_Exercise directions_: Quote the line containing "Where can you see the green cloth" and all lines that follow it in the listing below, exactly as written.

_Dataset extract_:

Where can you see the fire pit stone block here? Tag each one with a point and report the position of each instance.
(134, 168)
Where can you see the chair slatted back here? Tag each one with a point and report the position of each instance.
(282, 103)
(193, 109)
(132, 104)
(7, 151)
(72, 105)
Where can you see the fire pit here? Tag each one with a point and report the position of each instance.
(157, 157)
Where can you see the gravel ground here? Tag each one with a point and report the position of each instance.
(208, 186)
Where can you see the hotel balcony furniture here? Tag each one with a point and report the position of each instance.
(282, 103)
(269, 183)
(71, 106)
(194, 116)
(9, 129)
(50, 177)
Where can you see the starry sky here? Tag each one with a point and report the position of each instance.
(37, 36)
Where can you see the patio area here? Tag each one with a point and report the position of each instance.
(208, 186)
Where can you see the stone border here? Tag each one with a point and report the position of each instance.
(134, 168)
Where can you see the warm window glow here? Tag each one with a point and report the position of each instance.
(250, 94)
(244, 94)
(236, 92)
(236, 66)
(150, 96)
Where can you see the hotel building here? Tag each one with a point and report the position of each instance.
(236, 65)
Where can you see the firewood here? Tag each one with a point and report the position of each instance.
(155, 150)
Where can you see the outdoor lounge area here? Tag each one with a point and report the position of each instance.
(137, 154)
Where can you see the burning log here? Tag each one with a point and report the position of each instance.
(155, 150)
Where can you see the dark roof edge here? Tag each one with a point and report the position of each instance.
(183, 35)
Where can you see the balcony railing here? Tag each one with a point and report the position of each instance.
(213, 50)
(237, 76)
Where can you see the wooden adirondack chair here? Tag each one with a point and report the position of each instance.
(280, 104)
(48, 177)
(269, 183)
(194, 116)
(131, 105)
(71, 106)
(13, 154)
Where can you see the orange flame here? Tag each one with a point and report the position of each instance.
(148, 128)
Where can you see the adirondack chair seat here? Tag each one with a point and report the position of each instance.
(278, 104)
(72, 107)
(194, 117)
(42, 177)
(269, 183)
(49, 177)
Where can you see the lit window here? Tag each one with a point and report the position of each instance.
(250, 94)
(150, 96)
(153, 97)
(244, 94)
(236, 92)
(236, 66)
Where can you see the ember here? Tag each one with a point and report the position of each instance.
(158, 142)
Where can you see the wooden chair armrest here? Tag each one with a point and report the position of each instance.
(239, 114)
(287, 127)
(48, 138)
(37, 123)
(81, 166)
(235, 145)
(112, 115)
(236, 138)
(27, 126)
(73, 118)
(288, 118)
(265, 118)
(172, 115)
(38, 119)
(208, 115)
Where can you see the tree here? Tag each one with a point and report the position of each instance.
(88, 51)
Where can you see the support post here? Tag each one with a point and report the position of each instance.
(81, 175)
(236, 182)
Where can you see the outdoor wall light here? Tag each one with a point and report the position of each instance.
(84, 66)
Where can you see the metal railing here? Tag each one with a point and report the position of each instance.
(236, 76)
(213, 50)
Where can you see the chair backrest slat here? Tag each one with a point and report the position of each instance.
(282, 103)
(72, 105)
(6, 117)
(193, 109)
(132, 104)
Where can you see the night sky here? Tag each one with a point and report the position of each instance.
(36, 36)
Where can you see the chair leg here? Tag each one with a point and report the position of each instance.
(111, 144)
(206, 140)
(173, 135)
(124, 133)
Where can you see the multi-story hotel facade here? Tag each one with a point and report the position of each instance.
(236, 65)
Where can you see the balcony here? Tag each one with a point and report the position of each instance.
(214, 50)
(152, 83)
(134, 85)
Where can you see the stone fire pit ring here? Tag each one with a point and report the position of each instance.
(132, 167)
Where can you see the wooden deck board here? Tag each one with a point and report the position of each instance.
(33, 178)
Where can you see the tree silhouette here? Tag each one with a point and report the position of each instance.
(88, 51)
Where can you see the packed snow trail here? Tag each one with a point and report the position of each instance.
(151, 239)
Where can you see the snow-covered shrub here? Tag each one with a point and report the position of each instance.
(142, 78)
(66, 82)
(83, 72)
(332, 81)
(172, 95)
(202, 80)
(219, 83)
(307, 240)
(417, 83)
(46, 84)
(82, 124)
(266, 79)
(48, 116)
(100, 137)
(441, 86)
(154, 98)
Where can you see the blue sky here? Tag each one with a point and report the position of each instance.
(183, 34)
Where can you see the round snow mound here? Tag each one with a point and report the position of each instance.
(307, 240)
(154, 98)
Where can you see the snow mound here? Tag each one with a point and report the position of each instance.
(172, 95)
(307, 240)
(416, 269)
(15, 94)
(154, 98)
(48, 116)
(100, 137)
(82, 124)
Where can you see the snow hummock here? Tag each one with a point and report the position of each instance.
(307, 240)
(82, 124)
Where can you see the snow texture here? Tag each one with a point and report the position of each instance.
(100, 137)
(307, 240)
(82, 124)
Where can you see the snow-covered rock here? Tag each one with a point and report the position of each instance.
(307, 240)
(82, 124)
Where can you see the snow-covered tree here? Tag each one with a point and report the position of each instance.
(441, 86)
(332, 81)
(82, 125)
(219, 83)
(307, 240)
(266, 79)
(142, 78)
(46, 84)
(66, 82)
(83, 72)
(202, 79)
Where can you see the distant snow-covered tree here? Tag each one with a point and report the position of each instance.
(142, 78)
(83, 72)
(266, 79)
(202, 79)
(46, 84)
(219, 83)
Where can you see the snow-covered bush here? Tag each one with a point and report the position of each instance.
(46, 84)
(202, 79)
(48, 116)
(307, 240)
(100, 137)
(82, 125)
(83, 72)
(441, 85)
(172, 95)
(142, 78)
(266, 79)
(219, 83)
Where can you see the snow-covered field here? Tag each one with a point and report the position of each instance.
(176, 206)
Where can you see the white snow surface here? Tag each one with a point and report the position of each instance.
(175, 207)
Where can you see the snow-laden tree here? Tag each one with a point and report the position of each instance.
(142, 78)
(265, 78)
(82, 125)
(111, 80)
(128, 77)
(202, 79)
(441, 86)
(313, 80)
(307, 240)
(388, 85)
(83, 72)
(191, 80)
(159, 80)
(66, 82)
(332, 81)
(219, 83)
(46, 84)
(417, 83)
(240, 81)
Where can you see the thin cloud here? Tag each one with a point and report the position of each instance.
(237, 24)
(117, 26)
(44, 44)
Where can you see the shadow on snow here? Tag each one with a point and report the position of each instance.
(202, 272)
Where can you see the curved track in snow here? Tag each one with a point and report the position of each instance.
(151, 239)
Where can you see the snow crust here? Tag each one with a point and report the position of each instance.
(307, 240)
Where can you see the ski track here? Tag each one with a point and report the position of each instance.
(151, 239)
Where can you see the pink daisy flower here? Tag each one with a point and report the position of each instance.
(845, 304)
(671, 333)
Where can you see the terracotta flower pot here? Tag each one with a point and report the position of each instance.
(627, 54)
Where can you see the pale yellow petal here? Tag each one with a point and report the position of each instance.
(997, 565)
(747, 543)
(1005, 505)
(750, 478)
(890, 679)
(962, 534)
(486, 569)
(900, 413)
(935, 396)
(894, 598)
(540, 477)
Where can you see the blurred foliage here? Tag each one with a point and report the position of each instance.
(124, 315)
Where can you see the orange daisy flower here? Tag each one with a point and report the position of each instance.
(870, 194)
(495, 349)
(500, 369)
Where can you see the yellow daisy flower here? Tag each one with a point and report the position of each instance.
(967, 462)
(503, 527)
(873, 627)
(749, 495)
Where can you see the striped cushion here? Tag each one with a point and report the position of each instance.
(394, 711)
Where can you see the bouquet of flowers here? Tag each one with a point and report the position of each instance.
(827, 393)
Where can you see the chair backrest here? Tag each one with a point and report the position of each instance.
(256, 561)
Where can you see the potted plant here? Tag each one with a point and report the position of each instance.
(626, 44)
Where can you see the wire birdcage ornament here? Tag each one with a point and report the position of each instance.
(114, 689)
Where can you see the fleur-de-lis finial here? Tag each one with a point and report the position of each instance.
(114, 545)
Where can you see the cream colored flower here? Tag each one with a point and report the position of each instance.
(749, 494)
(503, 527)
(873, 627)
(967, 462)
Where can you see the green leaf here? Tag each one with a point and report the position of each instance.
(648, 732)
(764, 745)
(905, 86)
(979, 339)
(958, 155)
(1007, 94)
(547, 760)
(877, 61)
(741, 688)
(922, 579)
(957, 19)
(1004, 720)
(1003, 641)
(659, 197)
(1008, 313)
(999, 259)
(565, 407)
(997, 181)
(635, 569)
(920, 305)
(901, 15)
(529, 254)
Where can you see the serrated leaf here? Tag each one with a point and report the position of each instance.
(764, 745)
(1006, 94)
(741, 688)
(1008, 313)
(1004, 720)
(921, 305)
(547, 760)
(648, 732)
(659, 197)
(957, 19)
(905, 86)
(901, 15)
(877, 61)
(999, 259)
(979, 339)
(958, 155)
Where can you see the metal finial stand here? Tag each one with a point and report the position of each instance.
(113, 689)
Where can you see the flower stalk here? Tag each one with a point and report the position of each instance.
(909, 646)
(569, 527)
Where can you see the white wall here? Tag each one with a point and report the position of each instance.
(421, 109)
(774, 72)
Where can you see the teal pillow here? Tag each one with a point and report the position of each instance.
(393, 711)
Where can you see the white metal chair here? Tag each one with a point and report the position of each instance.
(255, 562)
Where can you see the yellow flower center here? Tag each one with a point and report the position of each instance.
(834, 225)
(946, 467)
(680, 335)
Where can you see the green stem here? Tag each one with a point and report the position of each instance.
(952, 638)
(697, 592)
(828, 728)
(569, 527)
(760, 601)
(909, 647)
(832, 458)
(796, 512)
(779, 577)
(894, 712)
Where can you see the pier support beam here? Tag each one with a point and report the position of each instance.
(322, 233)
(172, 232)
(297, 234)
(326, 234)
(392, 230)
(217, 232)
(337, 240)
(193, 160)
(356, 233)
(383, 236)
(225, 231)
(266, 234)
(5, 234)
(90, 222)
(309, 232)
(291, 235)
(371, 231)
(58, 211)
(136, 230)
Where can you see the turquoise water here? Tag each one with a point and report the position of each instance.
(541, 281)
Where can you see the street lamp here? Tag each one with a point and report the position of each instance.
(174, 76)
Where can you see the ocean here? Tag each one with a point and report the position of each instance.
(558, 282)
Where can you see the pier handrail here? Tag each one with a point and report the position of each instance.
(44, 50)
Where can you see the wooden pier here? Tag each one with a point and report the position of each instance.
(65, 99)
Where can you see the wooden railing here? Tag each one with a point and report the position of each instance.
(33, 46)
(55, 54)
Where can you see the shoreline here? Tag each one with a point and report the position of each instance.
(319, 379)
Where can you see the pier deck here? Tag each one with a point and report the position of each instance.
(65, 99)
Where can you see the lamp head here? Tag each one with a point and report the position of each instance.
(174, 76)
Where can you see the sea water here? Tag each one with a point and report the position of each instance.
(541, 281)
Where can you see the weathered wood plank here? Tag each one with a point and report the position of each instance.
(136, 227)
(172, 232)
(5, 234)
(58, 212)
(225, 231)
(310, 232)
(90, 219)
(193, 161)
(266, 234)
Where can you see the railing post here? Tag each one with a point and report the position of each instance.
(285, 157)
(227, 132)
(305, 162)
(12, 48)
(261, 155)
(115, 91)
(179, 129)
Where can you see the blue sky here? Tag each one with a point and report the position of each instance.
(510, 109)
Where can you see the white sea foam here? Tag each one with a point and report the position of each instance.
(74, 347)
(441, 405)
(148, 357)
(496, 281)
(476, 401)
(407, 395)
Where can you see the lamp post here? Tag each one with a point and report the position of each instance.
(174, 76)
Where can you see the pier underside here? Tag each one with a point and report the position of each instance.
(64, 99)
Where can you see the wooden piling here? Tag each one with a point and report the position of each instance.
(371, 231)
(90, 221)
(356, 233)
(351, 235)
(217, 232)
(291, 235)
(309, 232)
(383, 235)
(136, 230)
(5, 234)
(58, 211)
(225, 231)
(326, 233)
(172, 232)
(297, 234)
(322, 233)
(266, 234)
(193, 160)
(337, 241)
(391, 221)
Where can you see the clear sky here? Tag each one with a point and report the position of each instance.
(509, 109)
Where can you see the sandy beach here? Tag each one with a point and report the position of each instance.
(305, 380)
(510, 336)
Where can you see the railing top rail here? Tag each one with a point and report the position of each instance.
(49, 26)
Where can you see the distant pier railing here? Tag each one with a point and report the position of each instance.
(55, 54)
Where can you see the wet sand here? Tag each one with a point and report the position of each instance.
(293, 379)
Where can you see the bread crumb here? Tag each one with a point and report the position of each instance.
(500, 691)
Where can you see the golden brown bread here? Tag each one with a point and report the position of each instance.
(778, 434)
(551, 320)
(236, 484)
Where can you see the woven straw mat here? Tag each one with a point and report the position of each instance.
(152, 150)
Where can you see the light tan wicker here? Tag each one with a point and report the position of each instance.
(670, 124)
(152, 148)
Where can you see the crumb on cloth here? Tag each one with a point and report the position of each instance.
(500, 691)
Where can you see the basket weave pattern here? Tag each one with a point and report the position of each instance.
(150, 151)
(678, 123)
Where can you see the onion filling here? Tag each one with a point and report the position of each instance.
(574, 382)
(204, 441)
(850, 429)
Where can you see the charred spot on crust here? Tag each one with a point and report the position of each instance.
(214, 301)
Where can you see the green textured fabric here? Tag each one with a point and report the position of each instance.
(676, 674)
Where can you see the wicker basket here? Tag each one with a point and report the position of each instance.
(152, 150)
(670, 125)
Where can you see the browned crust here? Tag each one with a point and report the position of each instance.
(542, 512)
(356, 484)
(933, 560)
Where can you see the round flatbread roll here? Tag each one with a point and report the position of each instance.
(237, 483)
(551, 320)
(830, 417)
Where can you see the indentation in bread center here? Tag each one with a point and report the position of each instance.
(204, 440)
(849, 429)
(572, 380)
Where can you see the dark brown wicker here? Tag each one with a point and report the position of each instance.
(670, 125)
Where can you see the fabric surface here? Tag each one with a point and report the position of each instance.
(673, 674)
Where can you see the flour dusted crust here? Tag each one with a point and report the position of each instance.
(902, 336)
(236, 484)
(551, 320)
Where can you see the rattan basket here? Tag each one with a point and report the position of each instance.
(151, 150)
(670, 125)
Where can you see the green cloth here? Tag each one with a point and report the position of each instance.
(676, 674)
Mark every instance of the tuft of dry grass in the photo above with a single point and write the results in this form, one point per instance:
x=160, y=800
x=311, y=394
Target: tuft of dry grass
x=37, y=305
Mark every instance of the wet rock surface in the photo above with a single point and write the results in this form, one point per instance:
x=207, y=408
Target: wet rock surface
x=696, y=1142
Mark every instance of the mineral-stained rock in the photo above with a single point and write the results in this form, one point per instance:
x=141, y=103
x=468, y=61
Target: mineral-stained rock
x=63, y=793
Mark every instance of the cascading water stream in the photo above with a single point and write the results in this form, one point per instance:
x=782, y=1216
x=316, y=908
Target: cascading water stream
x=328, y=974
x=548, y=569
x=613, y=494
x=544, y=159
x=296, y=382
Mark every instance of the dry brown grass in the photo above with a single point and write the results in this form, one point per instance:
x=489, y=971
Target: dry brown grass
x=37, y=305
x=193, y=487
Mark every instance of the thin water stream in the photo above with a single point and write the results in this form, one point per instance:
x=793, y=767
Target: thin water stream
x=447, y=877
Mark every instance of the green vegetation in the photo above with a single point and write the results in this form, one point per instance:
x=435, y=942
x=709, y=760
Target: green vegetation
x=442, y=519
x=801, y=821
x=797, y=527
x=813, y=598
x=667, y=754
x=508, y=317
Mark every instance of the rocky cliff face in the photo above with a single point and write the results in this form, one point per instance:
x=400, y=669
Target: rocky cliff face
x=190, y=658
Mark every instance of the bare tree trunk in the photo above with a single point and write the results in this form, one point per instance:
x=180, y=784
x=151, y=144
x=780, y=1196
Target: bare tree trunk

_Reply to the exercise_:
Where can you see the green cloth here? Tag each one with a point and report the position of each instance.
(676, 674)
Mark every instance of the tuft of dry grass in the photo above with a single point and write the results in this form, one point per instance:
x=160, y=800
x=311, y=394
Target: tuft of dry grass
x=37, y=305
Mark every instance of the wet rock surface in the photo above with a single point and write the results in this form, one point per instance:
x=207, y=408
Target: wet rock surface
x=696, y=1142
Mark every instance of the mineral-stained rock in the photo above with a single point and write the results in this form, one point per instance:
x=141, y=103
x=468, y=61
Target: mineral-stained rock
x=63, y=793
Mark every instance of the cascading water stream in the photo above with a single point and write the results in this form, one point per instance:
x=782, y=1216
x=316, y=908
Target: cascading water stream
x=328, y=974
x=548, y=569
x=613, y=494
x=544, y=159
x=296, y=382
Mark every instance of the dry brown grass in the photo above with a single point and write the results in this form, one point per instance:
x=489, y=971
Target: dry brown grass
x=37, y=305
x=193, y=487
Mark every instance of the thin water stream in the photo above with a single point and write the results in this form, one point per instance:
x=793, y=767
Target: thin water stream
x=447, y=877
Mark every instance of the green vegetation in the photo above with a single point and write the results in this form, one point per instance:
x=435, y=942
x=709, y=760
Target: green vegetation
x=442, y=519
x=801, y=821
x=797, y=527
x=813, y=598
x=667, y=754
x=508, y=317
Mark every instance of the rocky cliff face in the photo above with a single point and write the results in this form, one point per instance:
x=400, y=669
Target: rocky cliff face
x=190, y=658
Mark every instance of the bare tree trunk in the photo above with a single point and write the results in this form, one point per instance:
x=180, y=784
x=151, y=144
x=780, y=1196
Target: bare tree trunk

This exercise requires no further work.